- WRITTEN TASK: In the data that follows, find the line containing "Exercise. Mark the overcast"; then quote that line and every line after it, exactly, through the last one.

■ ■ ■

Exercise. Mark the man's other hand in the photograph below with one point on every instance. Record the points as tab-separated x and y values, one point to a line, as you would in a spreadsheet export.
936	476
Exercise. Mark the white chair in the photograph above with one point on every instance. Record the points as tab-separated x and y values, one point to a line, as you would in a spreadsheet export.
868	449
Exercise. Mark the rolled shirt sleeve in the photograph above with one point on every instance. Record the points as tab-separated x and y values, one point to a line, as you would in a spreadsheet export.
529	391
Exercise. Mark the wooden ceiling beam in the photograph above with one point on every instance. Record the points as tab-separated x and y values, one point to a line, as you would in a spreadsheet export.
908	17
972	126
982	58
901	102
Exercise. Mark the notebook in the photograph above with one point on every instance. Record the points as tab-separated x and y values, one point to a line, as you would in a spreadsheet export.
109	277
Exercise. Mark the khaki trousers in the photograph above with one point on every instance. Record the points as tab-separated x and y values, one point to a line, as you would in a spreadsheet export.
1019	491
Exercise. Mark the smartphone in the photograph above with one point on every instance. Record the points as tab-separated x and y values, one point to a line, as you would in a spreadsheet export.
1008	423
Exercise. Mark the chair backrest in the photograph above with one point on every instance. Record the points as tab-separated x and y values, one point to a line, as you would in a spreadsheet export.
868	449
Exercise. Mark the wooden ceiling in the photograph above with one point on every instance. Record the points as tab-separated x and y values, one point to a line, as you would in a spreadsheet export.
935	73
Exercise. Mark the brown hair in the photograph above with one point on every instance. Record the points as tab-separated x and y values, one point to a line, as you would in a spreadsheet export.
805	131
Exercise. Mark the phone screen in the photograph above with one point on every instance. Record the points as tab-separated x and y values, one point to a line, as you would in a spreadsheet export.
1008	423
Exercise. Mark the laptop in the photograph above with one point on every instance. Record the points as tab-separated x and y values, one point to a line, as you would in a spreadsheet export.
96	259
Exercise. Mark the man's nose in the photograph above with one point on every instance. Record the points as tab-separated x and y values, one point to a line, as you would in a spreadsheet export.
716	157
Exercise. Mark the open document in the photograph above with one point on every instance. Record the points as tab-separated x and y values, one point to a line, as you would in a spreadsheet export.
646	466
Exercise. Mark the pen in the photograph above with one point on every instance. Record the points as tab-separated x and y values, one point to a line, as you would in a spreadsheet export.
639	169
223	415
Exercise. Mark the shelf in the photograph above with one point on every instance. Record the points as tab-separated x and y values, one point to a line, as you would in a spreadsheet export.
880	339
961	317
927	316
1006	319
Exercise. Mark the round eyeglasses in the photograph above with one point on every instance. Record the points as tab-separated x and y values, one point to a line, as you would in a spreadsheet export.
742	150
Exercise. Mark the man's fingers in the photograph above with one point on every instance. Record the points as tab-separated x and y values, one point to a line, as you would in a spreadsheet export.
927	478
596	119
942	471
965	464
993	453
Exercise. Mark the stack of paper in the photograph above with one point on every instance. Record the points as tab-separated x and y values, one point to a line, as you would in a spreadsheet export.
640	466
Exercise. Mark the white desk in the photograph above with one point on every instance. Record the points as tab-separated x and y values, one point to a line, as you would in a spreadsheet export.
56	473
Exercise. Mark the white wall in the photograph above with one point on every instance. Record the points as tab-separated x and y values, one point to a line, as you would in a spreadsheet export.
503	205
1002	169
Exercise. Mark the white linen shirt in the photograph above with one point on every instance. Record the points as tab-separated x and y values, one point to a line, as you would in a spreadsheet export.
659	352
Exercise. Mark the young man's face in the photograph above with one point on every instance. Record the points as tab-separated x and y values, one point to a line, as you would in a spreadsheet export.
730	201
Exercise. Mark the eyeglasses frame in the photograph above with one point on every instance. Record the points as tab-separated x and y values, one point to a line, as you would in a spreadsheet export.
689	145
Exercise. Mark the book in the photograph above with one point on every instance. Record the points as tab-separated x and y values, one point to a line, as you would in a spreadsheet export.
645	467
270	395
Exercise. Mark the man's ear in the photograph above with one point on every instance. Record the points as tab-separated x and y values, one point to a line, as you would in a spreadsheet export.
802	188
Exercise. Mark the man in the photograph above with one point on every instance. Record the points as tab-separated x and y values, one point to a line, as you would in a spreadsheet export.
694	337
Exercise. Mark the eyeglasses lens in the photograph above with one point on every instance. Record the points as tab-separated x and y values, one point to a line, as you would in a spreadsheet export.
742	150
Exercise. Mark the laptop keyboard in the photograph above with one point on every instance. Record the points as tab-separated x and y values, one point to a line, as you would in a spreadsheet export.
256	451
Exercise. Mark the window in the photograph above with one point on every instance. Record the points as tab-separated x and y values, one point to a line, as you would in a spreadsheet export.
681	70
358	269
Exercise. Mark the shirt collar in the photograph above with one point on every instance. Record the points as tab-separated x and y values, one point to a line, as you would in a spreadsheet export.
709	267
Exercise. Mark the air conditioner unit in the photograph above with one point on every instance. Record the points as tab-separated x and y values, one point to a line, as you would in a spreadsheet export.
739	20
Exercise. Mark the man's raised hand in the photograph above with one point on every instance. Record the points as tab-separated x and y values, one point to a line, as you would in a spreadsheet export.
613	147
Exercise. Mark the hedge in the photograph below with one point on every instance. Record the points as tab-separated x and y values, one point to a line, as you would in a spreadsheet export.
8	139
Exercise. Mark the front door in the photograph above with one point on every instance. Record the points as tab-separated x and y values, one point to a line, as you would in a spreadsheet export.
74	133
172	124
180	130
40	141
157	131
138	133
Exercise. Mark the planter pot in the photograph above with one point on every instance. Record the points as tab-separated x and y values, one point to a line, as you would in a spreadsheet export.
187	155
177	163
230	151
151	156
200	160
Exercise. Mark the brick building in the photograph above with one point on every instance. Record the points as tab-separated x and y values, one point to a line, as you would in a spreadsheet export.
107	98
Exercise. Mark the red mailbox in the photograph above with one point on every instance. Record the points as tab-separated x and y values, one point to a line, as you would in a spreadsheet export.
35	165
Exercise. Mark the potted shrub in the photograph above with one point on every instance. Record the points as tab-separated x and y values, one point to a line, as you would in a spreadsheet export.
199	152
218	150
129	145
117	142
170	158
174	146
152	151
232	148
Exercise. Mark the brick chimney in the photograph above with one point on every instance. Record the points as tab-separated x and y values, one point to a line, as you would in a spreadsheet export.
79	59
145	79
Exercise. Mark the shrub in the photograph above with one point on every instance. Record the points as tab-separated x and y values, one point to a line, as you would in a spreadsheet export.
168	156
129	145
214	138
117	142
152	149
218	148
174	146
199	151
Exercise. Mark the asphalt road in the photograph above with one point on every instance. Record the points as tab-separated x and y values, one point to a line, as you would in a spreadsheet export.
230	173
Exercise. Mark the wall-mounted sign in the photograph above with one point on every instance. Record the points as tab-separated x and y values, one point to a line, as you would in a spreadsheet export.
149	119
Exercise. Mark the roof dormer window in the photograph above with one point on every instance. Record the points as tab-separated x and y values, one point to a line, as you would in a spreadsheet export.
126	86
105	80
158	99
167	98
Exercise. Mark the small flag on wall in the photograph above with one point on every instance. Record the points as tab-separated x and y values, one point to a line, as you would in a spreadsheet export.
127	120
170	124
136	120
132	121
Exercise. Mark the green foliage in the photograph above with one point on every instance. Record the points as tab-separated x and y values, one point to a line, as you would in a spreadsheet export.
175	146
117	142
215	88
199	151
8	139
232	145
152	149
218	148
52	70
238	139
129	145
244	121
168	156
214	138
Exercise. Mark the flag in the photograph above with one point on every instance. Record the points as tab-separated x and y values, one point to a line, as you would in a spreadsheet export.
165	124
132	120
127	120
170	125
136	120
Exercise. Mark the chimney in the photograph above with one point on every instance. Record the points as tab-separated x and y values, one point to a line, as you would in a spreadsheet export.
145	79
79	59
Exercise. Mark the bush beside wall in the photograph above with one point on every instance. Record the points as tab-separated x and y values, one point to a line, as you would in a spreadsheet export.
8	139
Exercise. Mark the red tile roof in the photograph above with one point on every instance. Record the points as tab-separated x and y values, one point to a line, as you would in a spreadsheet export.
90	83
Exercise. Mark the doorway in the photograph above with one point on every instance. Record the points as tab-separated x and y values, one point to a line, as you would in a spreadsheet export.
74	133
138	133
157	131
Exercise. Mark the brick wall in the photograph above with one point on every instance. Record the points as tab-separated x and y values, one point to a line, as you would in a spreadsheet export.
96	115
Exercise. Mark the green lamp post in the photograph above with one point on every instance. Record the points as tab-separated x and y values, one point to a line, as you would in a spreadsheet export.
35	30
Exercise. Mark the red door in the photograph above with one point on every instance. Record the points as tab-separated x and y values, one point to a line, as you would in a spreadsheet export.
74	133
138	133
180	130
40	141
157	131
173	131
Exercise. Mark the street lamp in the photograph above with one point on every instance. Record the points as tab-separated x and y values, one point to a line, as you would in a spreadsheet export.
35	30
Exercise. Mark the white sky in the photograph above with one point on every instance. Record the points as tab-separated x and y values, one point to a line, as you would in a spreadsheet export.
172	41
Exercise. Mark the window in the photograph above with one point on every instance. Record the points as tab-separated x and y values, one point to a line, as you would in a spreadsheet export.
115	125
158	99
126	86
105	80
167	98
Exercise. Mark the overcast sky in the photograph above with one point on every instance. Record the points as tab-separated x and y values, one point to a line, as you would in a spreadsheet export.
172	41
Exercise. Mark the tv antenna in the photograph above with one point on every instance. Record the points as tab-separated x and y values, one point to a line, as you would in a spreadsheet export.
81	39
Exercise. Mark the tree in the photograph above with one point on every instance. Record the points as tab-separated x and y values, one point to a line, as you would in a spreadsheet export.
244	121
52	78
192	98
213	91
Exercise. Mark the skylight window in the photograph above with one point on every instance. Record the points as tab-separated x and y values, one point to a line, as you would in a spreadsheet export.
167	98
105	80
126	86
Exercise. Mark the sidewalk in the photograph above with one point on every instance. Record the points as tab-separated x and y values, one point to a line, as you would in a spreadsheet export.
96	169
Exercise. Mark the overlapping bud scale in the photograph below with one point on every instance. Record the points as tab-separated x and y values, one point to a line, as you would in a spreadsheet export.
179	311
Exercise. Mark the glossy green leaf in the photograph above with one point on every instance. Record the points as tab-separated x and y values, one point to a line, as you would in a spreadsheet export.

■ ■ ■

- SOLVED EXERCISE:
Exercise. Mark the overcast sky in the photograph above with one point on every instance. Record the points as tab-separated x and y values, one point to a line, as you would in a spreadsheet export.
172	41
Exercise. Mark the tv antenna in the photograph above with one point on every instance. Record the points as tab-separated x and y values, one point to a line, as you would in a spreadsheet export.
81	39
Exercise. Mark the tree in the photograph above with one point on every instance. Record the points as tab-separated x and y values, one point to a line, as you would in a spreadsheet export.
244	121
52	78
192	98
213	91
Exercise. Mark the skylight window in the photograph above with one point on every instance. Record the points as tab-separated x and y values, one point to a line, as you would in a spreadsheet export.
167	98
105	80
126	86
Exercise. Mark the sidewalk in the photograph above with one point on every instance. Record the points as tab-separated x and y values, one point to a line, as you would in a spreadsheet export.
96	169
Exercise. Mark the overlapping bud scale in the photograph below with one point on every instance. Record the points as tab-separated x and y values, one point to a line, as you would in a spreadsheet export.
179	311
Exercise. Mark the glossy green leaf in the photograph above with one point on every instance. Record the points as tab-separated x and y values, one point to a line, as you would in a spreadsheet export.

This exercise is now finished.